### PROMPT 1
From the post on gray balance, list each profile and rendering intent that has values given for L*50, with its four values.

### PAGE EXCERPT
******************************

On Aug 5, 2004, at 5:21 PM, Belinda Beckinsale wrote:
If an imposition contains some pages that have been
set using
traditional gray balance (eg 75 65 65 90 etc) and some pages that have
been done using a profile such as the ISO web coated that uses a very
different gray balance, with a lot less yellow, then how is the
printer meant to handle balancing two very different gray balances in
the same sheet?
The problem is being overstated. Downloading the "ISOwebcoated.icc"
profile, Paper type 3, gloss coated web (LWC), 150 lpi (60/cm),
FOGRA28L, from the ECI web site, I get the following conversions for
L*50
SWOPv2, RelCol+BPC, 55, 46, 46, 11
ISOWeb, RelCol+BPC, 44, 35, 34, 28
ISOWeb, Perceptual 41, 32, 32, 23
For L*25 I get:
SWOPv2, RelCol+BPC, 68, 62, 61, 51
ISOWeb, RelCol+BPC, 60, 49, 46, 62
ISOWeb, Perceptual 56, 45, 43, 52
Now when I take 100% yellow, and ask the SWOP v2 profile, and ISO Web
Coated profile what the LAB values are (AbsCol),
I get:
SWOP v2 84, -6, 83
ISO Web 86, -3, 93
That is a huge difference numerically. Simple delta E is 10. Delta E
2000 predicts delta E 3 because it does a better job of understanding
humans aren't that sensitive to saturated colors, in particular yellow.
Still a real delta E of 3 is noticeable, therefore it makes sense the
separation is going to be different because an integral primary is
different. The other primaries are no where near this different.
So the answers to the question:
1. There is no traditional gray balance.
2. If a printer is receiving jobs with different gray balance, one of
them is wrong, and he will have to either make the right one look right
(good), the wrong one look good (bad), or compromise (maybe good or bad
depending on context).

******************************

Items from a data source

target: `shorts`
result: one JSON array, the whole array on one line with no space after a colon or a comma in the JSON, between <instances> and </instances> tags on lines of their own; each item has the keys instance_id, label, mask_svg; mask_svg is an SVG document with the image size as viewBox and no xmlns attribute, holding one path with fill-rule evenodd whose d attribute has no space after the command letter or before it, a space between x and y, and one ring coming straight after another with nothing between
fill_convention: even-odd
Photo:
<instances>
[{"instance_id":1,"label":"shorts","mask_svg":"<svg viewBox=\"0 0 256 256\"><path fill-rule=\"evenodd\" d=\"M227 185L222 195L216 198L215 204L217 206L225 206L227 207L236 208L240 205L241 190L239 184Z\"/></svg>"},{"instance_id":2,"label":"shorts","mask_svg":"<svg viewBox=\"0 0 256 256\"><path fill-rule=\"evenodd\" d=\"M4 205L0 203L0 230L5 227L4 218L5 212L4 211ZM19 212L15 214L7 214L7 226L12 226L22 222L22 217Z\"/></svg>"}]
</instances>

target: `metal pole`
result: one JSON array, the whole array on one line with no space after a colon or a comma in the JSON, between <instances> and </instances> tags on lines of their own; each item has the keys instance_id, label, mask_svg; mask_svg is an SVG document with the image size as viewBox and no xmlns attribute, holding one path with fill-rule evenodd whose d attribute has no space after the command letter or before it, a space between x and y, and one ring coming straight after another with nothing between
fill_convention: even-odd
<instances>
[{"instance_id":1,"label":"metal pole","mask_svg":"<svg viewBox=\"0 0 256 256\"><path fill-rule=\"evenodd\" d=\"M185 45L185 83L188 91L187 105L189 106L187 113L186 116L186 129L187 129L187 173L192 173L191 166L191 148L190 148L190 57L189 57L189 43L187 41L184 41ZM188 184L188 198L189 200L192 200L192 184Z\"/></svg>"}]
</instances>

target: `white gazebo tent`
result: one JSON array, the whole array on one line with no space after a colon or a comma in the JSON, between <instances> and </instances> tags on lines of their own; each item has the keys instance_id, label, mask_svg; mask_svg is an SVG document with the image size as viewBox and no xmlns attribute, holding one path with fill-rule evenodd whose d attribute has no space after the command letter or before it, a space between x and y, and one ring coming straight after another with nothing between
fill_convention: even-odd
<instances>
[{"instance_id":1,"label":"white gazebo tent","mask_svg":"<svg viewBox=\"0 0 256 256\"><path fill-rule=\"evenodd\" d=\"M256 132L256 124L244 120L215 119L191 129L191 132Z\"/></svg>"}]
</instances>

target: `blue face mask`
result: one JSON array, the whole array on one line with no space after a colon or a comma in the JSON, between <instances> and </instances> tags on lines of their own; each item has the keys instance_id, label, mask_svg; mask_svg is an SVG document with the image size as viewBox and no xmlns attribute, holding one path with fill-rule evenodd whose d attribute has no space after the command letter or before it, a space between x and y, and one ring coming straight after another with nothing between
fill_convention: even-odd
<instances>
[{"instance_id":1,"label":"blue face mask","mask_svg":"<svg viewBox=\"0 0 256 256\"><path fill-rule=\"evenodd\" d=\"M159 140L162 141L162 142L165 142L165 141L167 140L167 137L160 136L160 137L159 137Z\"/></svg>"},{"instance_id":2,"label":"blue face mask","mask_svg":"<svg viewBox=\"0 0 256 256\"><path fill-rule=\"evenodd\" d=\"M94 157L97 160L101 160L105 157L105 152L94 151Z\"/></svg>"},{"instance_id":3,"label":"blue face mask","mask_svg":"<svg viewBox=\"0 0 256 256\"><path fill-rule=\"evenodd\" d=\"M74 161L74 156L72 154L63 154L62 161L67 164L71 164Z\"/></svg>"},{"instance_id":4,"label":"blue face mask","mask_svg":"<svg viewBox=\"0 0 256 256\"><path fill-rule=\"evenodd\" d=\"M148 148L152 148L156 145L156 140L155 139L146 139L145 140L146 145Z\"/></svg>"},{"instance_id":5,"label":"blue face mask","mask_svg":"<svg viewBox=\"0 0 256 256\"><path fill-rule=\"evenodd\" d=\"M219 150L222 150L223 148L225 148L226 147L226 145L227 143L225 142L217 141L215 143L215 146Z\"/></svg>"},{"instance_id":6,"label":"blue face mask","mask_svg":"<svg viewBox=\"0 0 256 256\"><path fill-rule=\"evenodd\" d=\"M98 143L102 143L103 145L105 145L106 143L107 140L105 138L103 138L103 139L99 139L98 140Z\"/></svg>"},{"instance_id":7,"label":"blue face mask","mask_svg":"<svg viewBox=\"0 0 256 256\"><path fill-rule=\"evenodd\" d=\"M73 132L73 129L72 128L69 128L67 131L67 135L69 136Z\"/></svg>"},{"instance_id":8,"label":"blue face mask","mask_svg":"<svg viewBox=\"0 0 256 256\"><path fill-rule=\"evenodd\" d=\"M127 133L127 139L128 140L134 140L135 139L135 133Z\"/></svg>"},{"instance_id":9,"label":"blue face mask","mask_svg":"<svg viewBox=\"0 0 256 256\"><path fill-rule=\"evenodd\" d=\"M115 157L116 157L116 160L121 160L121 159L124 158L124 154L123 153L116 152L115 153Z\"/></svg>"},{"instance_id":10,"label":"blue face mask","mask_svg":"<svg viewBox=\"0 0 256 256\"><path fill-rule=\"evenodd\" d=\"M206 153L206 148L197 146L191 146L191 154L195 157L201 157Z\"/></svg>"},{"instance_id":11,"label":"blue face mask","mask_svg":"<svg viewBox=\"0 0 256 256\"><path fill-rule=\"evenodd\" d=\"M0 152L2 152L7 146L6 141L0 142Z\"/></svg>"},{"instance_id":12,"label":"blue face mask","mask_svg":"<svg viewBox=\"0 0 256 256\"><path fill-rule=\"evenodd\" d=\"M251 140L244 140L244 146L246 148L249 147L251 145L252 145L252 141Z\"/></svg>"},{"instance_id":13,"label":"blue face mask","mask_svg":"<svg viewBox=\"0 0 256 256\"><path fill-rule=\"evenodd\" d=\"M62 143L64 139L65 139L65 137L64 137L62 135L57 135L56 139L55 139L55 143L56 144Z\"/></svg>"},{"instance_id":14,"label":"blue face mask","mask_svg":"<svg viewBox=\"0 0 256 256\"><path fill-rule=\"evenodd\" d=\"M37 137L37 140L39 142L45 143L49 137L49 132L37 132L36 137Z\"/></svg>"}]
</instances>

******************************

### PROMPT 2
Tally the lines of the records that contain the string "target", matching case exactly. Give only the number.

### SOLUTION 1
SWOPv2, RelCol+BPC: 55, 46, 46, 11
ISOWeb, RelCol+BPC: 44, 35, 34, 28
ISOWeb, Perceptual: 41, 32, 32, 23

### SOLUTION 2
4